> [Requirement] Could you copy out the entries again, starting at the line that has "instance of blurry" and running through the end of the entries, with the requests included and 19 added to every bounding-box coordinate in the answers?

───── Entries supplied

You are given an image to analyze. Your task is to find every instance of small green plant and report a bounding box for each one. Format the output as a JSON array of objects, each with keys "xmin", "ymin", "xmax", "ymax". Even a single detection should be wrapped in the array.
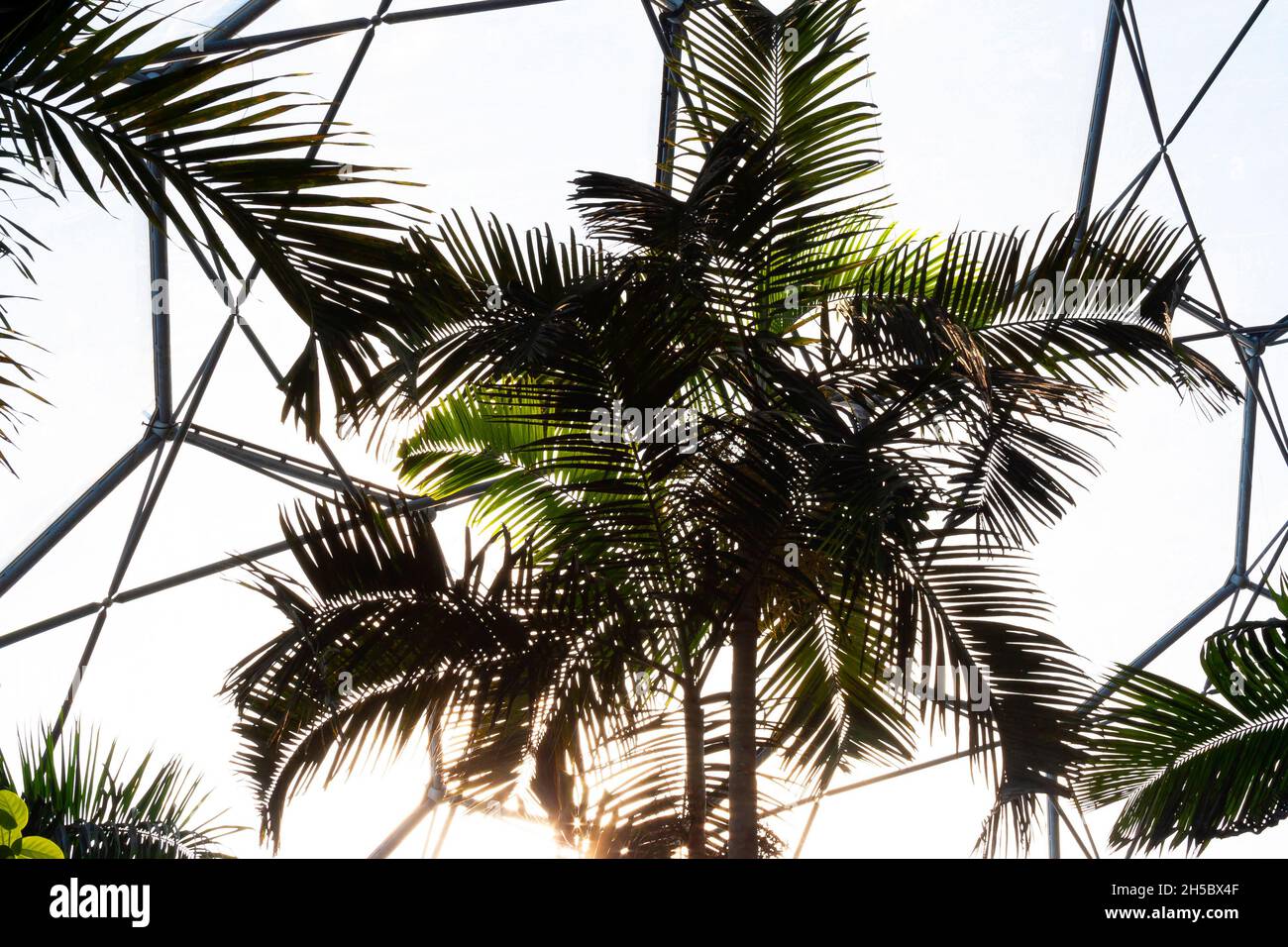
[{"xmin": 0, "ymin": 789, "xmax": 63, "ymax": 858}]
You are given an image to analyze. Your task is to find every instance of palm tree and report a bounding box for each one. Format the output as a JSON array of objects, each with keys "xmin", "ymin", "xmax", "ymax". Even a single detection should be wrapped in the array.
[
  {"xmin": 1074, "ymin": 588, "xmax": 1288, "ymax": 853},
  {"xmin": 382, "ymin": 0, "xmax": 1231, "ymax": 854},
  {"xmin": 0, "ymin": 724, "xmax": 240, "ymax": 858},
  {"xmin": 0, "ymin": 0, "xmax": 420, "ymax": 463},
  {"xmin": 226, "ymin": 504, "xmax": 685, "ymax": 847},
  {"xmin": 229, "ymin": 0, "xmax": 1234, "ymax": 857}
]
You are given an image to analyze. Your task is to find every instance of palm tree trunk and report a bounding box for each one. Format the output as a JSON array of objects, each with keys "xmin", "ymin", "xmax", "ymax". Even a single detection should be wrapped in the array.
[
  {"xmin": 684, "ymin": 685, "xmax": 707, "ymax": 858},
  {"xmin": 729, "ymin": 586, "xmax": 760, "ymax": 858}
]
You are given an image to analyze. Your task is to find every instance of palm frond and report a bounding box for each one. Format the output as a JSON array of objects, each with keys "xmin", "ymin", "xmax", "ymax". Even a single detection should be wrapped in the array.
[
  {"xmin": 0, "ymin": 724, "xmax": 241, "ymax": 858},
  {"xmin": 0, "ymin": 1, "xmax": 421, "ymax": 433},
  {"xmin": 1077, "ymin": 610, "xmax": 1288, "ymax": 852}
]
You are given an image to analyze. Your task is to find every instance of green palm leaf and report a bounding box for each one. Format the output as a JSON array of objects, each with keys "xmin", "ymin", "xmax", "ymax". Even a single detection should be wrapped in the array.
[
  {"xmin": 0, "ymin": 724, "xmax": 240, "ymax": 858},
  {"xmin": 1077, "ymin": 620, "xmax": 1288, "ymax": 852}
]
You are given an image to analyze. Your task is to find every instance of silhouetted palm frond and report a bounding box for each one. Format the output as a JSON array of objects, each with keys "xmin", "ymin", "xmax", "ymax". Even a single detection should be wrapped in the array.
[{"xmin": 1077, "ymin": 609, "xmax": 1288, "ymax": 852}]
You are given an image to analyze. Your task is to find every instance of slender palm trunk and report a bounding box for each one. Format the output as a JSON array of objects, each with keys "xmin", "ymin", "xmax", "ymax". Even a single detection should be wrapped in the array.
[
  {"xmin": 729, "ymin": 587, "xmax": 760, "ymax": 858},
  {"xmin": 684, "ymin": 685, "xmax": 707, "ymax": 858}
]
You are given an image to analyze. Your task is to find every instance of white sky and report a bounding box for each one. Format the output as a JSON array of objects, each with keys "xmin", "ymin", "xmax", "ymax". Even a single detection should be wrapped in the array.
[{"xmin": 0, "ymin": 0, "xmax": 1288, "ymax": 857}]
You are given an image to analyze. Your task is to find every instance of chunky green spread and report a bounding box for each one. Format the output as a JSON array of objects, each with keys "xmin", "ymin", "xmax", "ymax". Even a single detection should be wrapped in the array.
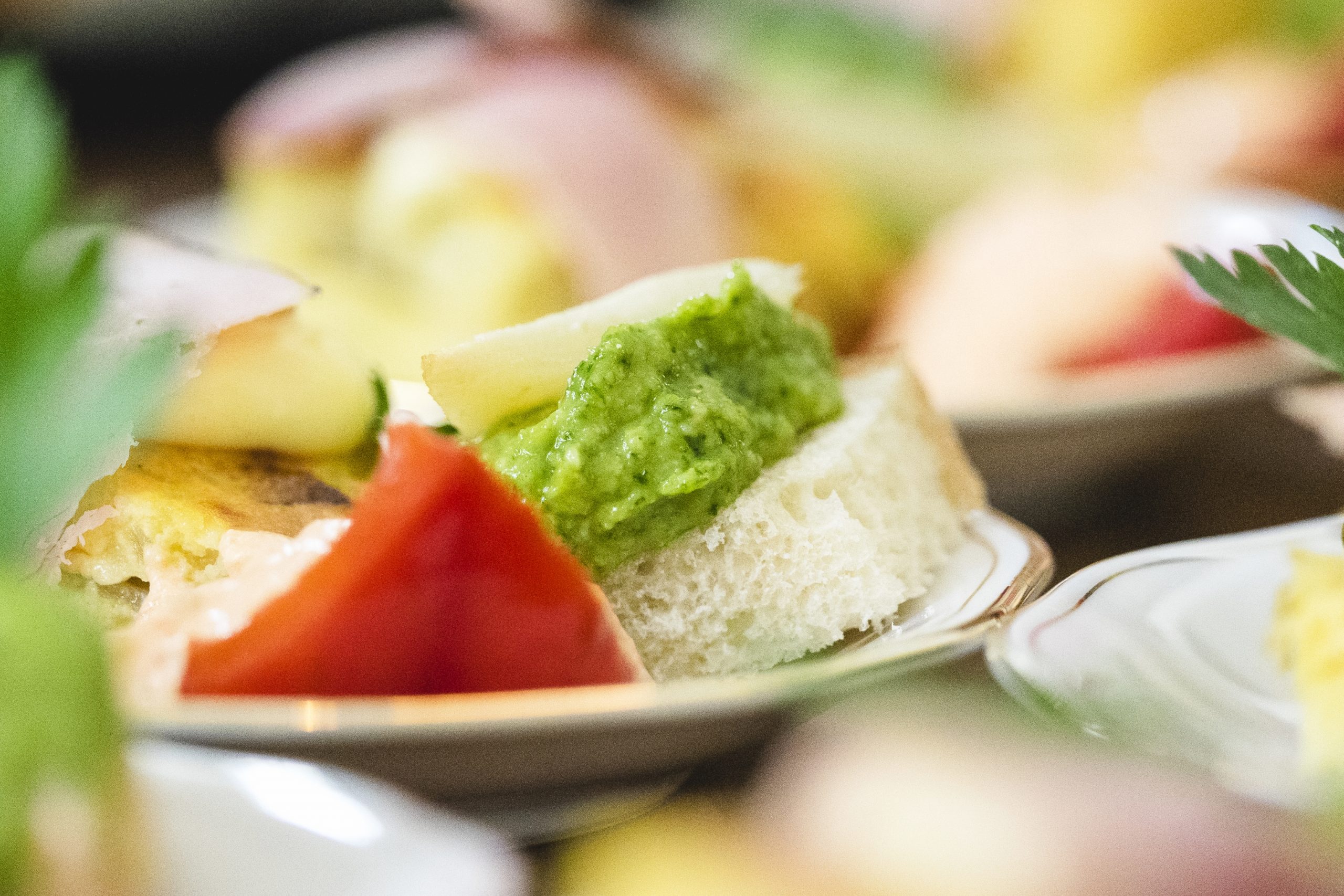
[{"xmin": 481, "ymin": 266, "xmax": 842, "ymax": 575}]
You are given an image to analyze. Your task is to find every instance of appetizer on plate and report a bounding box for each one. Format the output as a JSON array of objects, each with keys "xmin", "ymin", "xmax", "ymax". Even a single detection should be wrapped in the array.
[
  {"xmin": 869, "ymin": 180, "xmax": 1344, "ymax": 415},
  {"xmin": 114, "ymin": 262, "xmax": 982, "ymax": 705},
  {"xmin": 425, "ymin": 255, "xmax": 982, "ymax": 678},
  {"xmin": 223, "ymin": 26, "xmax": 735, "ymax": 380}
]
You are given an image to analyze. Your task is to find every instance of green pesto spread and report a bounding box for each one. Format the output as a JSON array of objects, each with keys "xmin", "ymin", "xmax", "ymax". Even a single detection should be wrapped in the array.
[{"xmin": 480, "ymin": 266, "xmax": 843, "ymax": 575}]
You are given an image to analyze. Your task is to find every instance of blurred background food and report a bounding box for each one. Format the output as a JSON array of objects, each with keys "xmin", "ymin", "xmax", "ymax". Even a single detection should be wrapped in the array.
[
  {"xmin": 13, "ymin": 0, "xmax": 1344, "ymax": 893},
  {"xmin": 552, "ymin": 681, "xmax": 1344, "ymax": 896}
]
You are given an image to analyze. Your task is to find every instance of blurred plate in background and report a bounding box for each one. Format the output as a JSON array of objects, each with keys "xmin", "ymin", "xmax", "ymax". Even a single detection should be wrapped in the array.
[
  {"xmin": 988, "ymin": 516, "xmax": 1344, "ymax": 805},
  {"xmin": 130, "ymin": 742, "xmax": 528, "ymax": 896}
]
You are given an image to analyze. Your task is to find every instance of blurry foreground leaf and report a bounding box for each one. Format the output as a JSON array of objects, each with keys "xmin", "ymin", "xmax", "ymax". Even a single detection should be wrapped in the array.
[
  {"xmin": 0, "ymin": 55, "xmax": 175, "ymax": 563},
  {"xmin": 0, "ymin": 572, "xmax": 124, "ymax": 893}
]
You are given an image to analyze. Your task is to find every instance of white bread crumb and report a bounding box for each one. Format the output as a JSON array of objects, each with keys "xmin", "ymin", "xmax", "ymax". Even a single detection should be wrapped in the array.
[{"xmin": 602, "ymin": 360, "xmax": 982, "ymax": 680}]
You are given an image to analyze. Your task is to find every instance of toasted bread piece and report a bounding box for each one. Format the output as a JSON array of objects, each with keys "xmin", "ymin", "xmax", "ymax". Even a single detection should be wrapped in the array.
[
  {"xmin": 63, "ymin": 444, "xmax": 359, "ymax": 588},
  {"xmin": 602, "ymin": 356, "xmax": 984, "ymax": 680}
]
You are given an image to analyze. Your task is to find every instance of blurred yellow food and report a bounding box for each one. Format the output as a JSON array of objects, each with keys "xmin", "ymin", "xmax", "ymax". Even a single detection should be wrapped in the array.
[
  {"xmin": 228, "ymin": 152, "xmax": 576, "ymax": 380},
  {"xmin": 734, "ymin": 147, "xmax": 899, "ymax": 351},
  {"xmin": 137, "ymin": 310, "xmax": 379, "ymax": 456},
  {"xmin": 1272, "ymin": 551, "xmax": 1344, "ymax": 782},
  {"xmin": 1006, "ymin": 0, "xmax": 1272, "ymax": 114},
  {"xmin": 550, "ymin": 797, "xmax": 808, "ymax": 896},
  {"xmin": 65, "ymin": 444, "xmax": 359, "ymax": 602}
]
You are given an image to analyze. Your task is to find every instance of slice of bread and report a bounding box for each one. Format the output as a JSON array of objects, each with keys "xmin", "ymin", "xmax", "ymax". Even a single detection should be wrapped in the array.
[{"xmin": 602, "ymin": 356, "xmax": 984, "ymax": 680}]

──────────

> [Response to the task]
You are given an image to analyze. Your task is to find every instance of blurry foreground leaf and report a bounding box for each one. Format the output as a JSON array of objects, each with keys "xmin", "ymin", "xmax", "ymax". Even a single detection should be wrapped in the array.
[
  {"xmin": 19, "ymin": 74, "xmax": 194, "ymax": 582},
  {"xmin": 19, "ymin": 591, "xmax": 143, "ymax": 912}
]
You are given an image to analyze. Your task is to find every instance of white bread crumb and report a bounding box for each one. Format the output as a JSON array of objects, each with keys "xmin", "ymin", "xmax", "ymax". Even a single detection should be wrapped in the array.
[{"xmin": 621, "ymin": 379, "xmax": 1001, "ymax": 699}]
You are given an image to analyze. Your task is to find every instance of toasted bread piece and report a bounding box for each one. Format the output as a JSON array of objects, each with keys "xmin", "ymin", "xmax", "ymax". Even a single detection should be wrapped in the array.
[
  {"xmin": 82, "ymin": 463, "xmax": 378, "ymax": 607},
  {"xmin": 621, "ymin": 375, "xmax": 1003, "ymax": 699}
]
You are given an image to analyze. Your task is to find every instance of blurred yellow food and report a bounding box for each one. Format the output as a JSON array of objects, each with keys "xmin", "ymin", "xmax", "ymax". Even a single detection should be wrapped in the array.
[
  {"xmin": 247, "ymin": 171, "xmax": 595, "ymax": 399},
  {"xmin": 753, "ymin": 166, "xmax": 918, "ymax": 370},
  {"xmin": 156, "ymin": 329, "xmax": 398, "ymax": 475},
  {"xmin": 1291, "ymin": 570, "xmax": 1363, "ymax": 801},
  {"xmin": 1025, "ymin": 19, "xmax": 1291, "ymax": 133},
  {"xmin": 569, "ymin": 816, "xmax": 827, "ymax": 915},
  {"xmin": 84, "ymin": 463, "xmax": 378, "ymax": 621}
]
You are given an image to analyze. Your task is to find every instance of slice of bread and report a bounding box for each one. Format the output as a JSON array of objects, each with keys "xmin", "ymin", "xmax", "ymax". Even a single detection should be wrapped in the array.
[{"xmin": 621, "ymin": 375, "xmax": 1003, "ymax": 699}]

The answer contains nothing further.